### [Text]
● ● ● ● ● ● ●

Rafał Taubenschlag (Raphael Taubenschlag; 8 May 1881, in Przemyśl - 25 June 1958, in Warsaw) was a Polish historian of law, a specialist in Roman law and papyrology.

==Life==
Taubenschlag was born in Przemyśl to a Jewish family which ran a brewery for the Sanguszko family. His father's name was Baruch and his mother was Cecylia Cyrli née Goldhart. He finished high school in Przemyśl. In 1899 he began his studies in the Law School of the Jagiellonian University (UJ) in Kraków. In 1904 he was awarded a doctorate and in 1913 he was habilitated. In 1919 he became an assistant professor at the UJ and two years later a full professor. In 1927 he became a member of the Polish Academy of Learning and in 1929 he was made dean of the Law School at UJ.

Taubenschlag's son, Stanisław Taubenschlag was born in Kraków on January 30, 1920. He would move to the USA after World War II, where he assumed the name of Stanley Townsend. He published his memoirs under the title "To Be a Jew in Occupied Poland" (1996).

When World War II broke out Rafał managed to escape, thanks to help from his former students, to Romania. From there he made his way to France where he became dean of Roman Law at the Aix-Marseille University in Aix-en-Provence until the surrender of France to Nazi Germany in 1940. Subsequently he made his way to the United States where with help from the Rockefeller Foundation he obtained positions at the New School of Social Research (between 1940 and 1942) and Columbia (until 1947). While in United States where he was a co-founder of the Polish Institute of Arts and Sciences of America. In 1947 he returned to Poland where he became the Chair of the Department of Ancient Law at the University of Warsaw (UW), as well, together with Jerzy Manteuffel (one of the first Polish Papyrologists) of the Papyrology Program in the History Department of UW.

In 1954 he was awarded the Commander's Cross with Star.

In 1958, due to advanced glaucoma he began to suddenly lose his eyesight. He died the same year and was buried at Kraków's Rakowicki Cemetery.

According to some former students, toward the end of his life Taubenschlag became quite eccentric, often talking to himself as if carrying on academic debates with imaginary scholars and opponents. At the same time, his reputation as a weird old eccentric enabled him to publicly express political opinions which, in communist Poland during the Stalinist 1950s, would have gotten anyone else fired from his academic position or arrested.

● ● ● ● ● ● ●

### [Records shown]
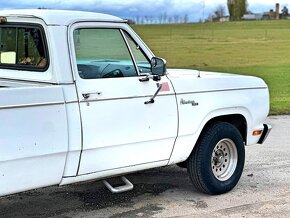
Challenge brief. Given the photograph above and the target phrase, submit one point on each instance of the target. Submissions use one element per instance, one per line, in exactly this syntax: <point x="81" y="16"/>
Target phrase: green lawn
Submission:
<point x="259" y="48"/>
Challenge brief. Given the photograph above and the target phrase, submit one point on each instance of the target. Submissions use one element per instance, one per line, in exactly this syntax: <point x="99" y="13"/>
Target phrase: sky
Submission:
<point x="128" y="9"/>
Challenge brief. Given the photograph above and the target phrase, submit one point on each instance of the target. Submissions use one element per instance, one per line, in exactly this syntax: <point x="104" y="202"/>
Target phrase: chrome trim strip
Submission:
<point x="71" y="102"/>
<point x="32" y="105"/>
<point x="123" y="98"/>
<point x="219" y="90"/>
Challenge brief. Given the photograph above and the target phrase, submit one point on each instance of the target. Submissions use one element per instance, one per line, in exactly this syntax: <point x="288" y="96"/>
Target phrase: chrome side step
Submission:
<point x="127" y="187"/>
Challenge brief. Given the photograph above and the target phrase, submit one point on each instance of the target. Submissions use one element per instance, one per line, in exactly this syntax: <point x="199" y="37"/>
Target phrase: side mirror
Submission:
<point x="158" y="66"/>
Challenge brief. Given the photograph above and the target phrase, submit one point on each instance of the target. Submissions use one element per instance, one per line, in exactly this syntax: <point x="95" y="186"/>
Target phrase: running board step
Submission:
<point x="127" y="187"/>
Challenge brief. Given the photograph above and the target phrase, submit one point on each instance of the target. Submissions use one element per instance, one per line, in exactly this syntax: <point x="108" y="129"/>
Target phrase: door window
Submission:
<point x="102" y="53"/>
<point x="22" y="48"/>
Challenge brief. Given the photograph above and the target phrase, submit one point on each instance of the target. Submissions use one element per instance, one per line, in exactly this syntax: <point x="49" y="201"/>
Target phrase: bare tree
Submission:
<point x="176" y="19"/>
<point x="160" y="18"/>
<point x="185" y="19"/>
<point x="220" y="11"/>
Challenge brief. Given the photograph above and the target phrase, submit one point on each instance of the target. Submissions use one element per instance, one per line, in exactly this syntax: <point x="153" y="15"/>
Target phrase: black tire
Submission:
<point x="209" y="166"/>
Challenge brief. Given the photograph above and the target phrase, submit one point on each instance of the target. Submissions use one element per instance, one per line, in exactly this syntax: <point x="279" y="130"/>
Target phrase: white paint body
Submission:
<point x="51" y="135"/>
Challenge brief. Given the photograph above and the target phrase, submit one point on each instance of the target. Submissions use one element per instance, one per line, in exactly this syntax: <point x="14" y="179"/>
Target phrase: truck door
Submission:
<point x="119" y="129"/>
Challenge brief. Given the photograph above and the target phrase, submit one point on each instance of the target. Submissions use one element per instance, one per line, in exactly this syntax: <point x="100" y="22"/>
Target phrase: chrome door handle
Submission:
<point x="87" y="95"/>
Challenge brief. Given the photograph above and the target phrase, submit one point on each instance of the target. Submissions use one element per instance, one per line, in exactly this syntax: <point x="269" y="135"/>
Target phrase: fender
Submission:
<point x="185" y="143"/>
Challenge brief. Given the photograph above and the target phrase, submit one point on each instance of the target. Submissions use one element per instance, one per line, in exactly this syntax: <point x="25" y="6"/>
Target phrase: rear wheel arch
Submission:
<point x="237" y="120"/>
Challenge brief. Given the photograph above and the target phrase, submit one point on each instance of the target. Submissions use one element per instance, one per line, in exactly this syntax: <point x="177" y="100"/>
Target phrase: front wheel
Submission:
<point x="217" y="161"/>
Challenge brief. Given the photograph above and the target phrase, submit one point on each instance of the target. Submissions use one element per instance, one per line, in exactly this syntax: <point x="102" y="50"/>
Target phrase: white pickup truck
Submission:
<point x="83" y="98"/>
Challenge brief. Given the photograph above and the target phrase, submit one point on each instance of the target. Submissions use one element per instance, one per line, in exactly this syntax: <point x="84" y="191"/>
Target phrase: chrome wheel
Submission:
<point x="224" y="159"/>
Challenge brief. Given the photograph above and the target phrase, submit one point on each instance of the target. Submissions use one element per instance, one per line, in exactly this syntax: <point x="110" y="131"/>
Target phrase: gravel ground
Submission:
<point x="263" y="191"/>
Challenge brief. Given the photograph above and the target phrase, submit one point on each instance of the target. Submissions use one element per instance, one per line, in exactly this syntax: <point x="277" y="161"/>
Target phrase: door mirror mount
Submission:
<point x="158" y="66"/>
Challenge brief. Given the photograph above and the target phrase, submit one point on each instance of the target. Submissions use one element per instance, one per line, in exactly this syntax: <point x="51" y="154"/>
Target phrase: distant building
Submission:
<point x="219" y="19"/>
<point x="252" y="17"/>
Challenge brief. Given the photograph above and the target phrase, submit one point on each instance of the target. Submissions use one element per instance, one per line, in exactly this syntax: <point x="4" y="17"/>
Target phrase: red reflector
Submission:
<point x="257" y="132"/>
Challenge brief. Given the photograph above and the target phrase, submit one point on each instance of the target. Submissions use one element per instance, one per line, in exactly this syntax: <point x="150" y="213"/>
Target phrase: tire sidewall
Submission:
<point x="219" y="132"/>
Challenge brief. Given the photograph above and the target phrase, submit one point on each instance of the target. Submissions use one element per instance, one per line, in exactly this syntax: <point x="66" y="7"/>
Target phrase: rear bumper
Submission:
<point x="267" y="129"/>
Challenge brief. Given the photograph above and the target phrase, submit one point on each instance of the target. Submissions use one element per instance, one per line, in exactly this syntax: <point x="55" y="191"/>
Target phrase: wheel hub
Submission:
<point x="224" y="159"/>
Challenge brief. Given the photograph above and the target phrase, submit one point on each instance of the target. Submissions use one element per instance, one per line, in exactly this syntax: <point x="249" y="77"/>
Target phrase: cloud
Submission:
<point x="196" y="9"/>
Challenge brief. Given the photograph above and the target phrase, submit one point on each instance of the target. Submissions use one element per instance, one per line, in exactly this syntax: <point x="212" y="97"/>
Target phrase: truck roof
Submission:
<point x="60" y="17"/>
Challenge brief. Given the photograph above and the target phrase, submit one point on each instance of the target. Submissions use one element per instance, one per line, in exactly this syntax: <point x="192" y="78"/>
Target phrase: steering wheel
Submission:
<point x="114" y="74"/>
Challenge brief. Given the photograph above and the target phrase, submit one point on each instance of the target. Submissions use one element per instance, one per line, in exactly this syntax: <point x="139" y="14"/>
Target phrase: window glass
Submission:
<point x="102" y="53"/>
<point x="22" y="47"/>
<point x="141" y="60"/>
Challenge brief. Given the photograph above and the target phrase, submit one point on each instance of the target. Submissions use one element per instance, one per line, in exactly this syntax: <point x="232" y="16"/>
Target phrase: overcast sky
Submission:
<point x="195" y="9"/>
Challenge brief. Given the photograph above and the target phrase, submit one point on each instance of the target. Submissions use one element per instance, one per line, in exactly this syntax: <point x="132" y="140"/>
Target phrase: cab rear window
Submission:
<point x="23" y="48"/>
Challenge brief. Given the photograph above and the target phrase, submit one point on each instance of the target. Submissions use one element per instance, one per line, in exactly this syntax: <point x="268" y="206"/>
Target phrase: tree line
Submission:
<point x="161" y="19"/>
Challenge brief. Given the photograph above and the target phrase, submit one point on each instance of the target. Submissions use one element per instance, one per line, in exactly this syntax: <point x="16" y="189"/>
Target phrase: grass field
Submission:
<point x="259" y="48"/>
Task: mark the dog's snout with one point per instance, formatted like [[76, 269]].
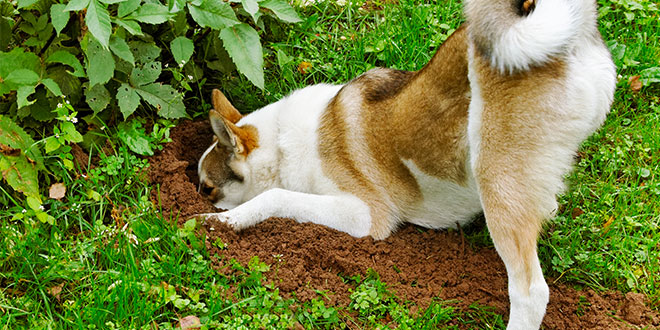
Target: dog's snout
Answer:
[[206, 189]]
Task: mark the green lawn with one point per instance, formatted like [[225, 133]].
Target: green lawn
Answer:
[[111, 262]]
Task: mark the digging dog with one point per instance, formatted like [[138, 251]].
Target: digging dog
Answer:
[[491, 124]]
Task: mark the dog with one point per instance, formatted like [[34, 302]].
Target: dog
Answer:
[[491, 124]]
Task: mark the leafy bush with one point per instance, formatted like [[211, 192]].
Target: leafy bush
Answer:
[[70, 69]]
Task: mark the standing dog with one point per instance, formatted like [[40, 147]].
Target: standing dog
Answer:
[[491, 124]]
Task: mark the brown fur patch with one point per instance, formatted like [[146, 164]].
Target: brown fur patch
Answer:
[[420, 116], [519, 119], [381, 84], [216, 172], [247, 136], [222, 105]]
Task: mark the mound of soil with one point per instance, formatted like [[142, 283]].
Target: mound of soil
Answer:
[[418, 264]]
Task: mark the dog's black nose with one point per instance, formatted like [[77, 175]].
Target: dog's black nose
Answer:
[[206, 189]]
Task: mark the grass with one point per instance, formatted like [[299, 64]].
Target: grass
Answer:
[[111, 262]]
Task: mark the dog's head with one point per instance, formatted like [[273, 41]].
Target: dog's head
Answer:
[[224, 169]]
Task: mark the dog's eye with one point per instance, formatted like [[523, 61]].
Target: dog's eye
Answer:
[[236, 177], [206, 189]]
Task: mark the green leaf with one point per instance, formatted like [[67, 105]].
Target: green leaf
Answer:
[[60, 17], [23, 77], [64, 57], [52, 86], [69, 84], [128, 7], [128, 99], [282, 9], [144, 52], [22, 94], [242, 43], [5, 32], [283, 59], [251, 7], [152, 13], [76, 5], [214, 14], [135, 137], [52, 144], [132, 27], [14, 136], [650, 75], [26, 3], [182, 49], [100, 63], [16, 59], [165, 99], [121, 49], [20, 173], [147, 74], [98, 22], [70, 133], [97, 97]]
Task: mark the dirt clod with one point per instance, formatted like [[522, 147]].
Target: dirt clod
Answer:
[[416, 263]]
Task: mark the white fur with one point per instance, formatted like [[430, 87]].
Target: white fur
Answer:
[[582, 103], [548, 31], [283, 177], [444, 203]]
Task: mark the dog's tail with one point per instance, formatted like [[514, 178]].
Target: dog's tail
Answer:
[[517, 34]]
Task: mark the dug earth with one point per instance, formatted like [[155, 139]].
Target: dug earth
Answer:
[[418, 264]]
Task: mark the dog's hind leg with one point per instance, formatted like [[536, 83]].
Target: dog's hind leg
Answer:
[[514, 226]]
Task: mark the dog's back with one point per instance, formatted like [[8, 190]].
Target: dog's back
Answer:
[[397, 140]]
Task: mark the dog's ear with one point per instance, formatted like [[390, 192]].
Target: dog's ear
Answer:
[[224, 107], [242, 140]]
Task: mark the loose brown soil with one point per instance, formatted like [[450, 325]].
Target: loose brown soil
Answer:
[[418, 264]]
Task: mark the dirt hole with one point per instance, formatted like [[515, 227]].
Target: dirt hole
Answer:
[[417, 264]]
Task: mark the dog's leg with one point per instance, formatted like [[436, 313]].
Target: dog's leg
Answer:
[[514, 229], [345, 213]]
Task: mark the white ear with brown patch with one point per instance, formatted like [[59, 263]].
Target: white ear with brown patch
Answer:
[[222, 105], [223, 118]]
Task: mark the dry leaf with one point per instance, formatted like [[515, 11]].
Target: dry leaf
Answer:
[[55, 291], [57, 191], [303, 66], [9, 151], [189, 322], [606, 225], [576, 212], [635, 83]]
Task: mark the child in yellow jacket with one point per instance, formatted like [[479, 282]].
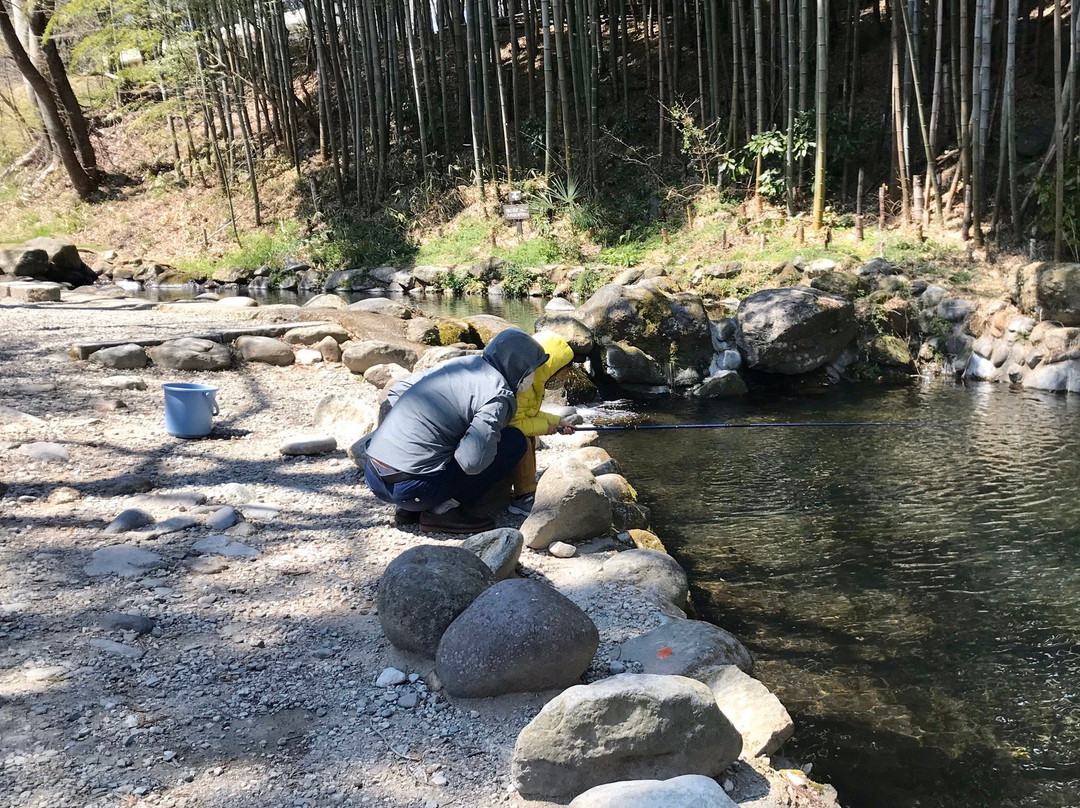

● ● ● ● ● ● ●

### [Work request A]
Copy the part of the Taubenschlag biography between "According to some" and "position or arrested.", inclusive, and switch "former students" to "ex-students" throughout.
### [Work request B]
Answer these questions from the Taubenschlag biography:
(i) In what year did Taubenschlag begin his studies in the Law School of the Jagiellonian University?
(ii) What name did his son take after moving to the USA?
(iii) Where was Taubenschlag buried?

### [Task response A]
According to some ex-students, toward the end of his life Taubenschlag became quite eccentric, often talking to himself as if carrying on academic debates with imaginary scholars and opponents. At the same time, his reputation as a weird old eccentric enabled him to publicly express political opinions which, in communist Poland during the Stalinist 1950s, would have gotten anyone else fired from his academic position or arrested.

### [Task response B]
(i) 1899
(ii) Stanley Townsend
(iii) Kraków's Rakowicki Cemetery